• **PROVIDED TEXT**:

Monday, March 19, 2012

Roasted Radishes with Brown Butter and Lemon

Roasted Radishes

Our wonderful daughter, Cathy, brought this recipe to my attention. She had been invited to a pot luck but her cupboard (and refrigerator) were bare. She only had radishes, a little butter and a lemon. Clever girl – went to and found a recipe, which included these and only these ingredients. Who knew radishes could be so great! I made it once – was amazed – and repeated it shortly thereafter so I could add it to the blog. They are amazing!!! I have often commented that braised (as in previous asparagus post) and roasted vegetables are sublime – this is just one more. They take on a different full, rich flavor – no doubt the butter and lemon help a bit. The brief high-heat roasting softens the radishes and mellows the bite of peppery flavor. The whole recipe will take about 40 minutes to prepare with only about 10 minute of prep.
When shopping, look for radishes that are about as big around as a nickel, firm and brightly colored. Older radishes will crack and split. Leaves are the best indicator of freshness. They wilt and yellow very quickly, so choose bunches with sprightly and fresh-looking greens. Wash them thoroughly, you can gently scrub the radish but don’t peel them; flavor and nutrients reside in the skin. Radishes store best in the refrigerator after the tops have been removed.  But save those greens – for garnish as well as an addition to any salad.  They have the texture of watercress and a bit of the radish flavor.
Fresh radishes
Cut off the leafy greens, but leave a little!
 Preheat your oven to 450 degree F.  Brush a heavy-duty rimmed baking sheet with a bit of olive oil. Thoroughly wash two bunches of medium sized radishes (about 20). Cut off all but ½ inch of the green radish tops; reserve the trimmed tops and rinse well. Coarsely chop the radish tops and set aside.
Cut radishes lengthwise in half and place in a bowl. Add 1½ Tb olive oil and toss thoroughly to coat. Place radishes cut side down on the prepared baking sheet, sprinkle lightly with coarse kosher salt. Roast in pre-warmed oven until radishes are crisp-tender, stirring occasionally, about 18 minutes. Remove and season to taste with salt and pepper.

• **PROBLEM**:
Can you copy the roasted radish recipe starting at "When shopping, look" and ending at "the radish flavor.", renaming "nickel" to "quarter"?

• **PROVIDED DATA**:
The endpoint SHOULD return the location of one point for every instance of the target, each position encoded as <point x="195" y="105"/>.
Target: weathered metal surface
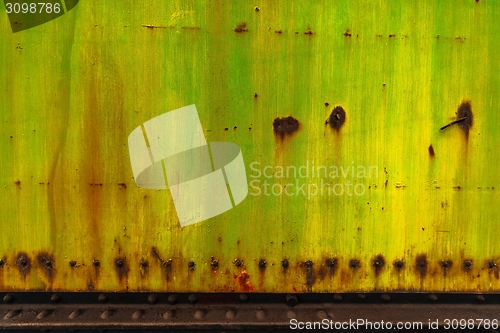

• **TASK OUTPUT**:
When shopping, look for radishes that are about as big around as a quarter, firm and brightly colored. Older radishes will crack and split. Leaves are the best indicator of freshness. They wilt and yellow very quickly, so choose bunches with sprightly and fresh-looking greens. Wash them thoroughly, you can gently scrub the radish but don’t peel them; flavor and nutrients reside in the skin. Radishes store best in the refrigerator after the tops have been removed.  But save those greens – for garnish as well as an addition to any salad.  They have the texture of watercress and a bit of the radish flavor.